## Source passage
=-=-=-=-=
Footprints Through Time: Levi Watkins, Jr. (1945- )
Levi Watkins, Jr. was born in Parsons, Kansas, the third of six children. His father was a college professor who moved the family to Alabama for a job with Alabama State University. The minister of the family's church in Montgomery was Dr. Ralph Abernathy, the civil rights leader. In high school, Watkins joined the Dexter Avenue Baptist Church, led by Dr. Martin Luther King, Jr. At Dr. King's request, Watkins drove the church station wagon on Sunday mornings. He played an active role in the Montgomery bus boycotts of the 1950s.
Watkins attended Tennessee State University and, inspired by what he'd seen at Dr. King's side, "felt it was time Vanderbilt was integrated." In May 1966 he became the first African American ever admitted to Vanderbilt University's medical school. He learned that he was accepted from a headline in the Nashville Tennessean.
In 1970, Watkins began a surgical internship at Johns Hopkins University Medical School. During the period 1973 to 1975, he interrupted his surgical training to conduct cardiac research at Harvard Medical School. His research on the role of the renin angiotensin system in congestive heart failure was a breakthrough, and led to the use of angiotensin blockers in treating heart failure.
After returning to Hopkins, he became the university's first black chief resident in cardiac surgery. In 1978 Watkins joined the faculty as an associate professor. In 1979 he joined the medical school's admissions committee, intent on broadening the participation of minorities. In just four years, minority representation quadrupled among students, and had grown similarly among the faculty's ranks. In 1983, he was appointed to the national board of the Robert Wood Johnson Minority Faculty Development Program, which aims to increase the number of minority faculty members across the country.
Soon after joining the surgical team at Johns Hopkins Hospital, Watkins performed an operation that attracted the notice of the international medical community. In February 1980, he became the first surgeon to implant an automatic implantable defibrillator into a human heart. This treatment has since saved the lives of over 100,000 people.
In 1991, Watkins was promoted to full professor of cardiac surgery, and within months was appointed dean for postdoctoral programs and faculty development for the medical school. In that capacity he has transformed postdoctoral education in America. His life has been featured in magazines and national television programs.
=-=-=-=-=
## Entries supplied
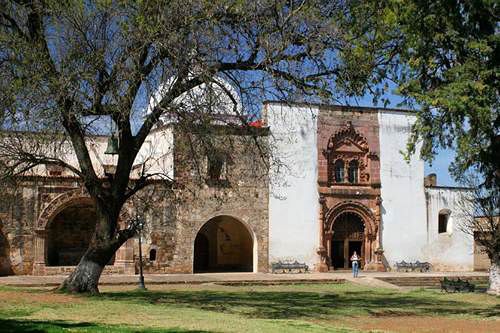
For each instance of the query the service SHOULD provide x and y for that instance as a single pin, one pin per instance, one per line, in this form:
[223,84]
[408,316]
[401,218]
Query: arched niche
[223,244]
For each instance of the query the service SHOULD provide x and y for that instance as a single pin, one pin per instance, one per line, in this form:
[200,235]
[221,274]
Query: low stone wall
[66,270]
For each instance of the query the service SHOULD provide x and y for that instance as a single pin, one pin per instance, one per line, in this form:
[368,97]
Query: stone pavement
[366,278]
=-=-=-=-=
## Task 1
Answer these questions from the Levi Watkins, Jr. profile:
(a) In what town and state was Watkins born?
(b) In what month and year did he become the first African American admitted to Vanderbilt University's medical school?
(c) What did he implant into a human heart in February 1980?
## Task 2
From the Levi Watkins, Jr. profile, extract the passage starting at "Watkins attended Tennessee" and ending at "treating heart failure.".

## Written answer 1
(a) Parsons, Kansas
(b) May 1966
(c) An automatic implantable defibrillator

## Written answer 2
Watkins attended Tennessee State University and, inspired by what he'd seen at Dr. King's side, "felt it was time Vanderbilt was integrated." In May 1966 he became the first African American ever admitted to Vanderbilt University's medical school. He learned that he was accepted from a headline in the Nashville Tennessean.
In 1970, Watkins began a surgical internship at Johns Hopkins University Medical School. During the period 1973 to 1975, he interrupted his surgical training to conduct cardiac research at Harvard Medical School. His research on the role of the renin angiotensin system in congestive heart failure was a breakthrough, and led to the use of angiotensin blockers in treating heart failure.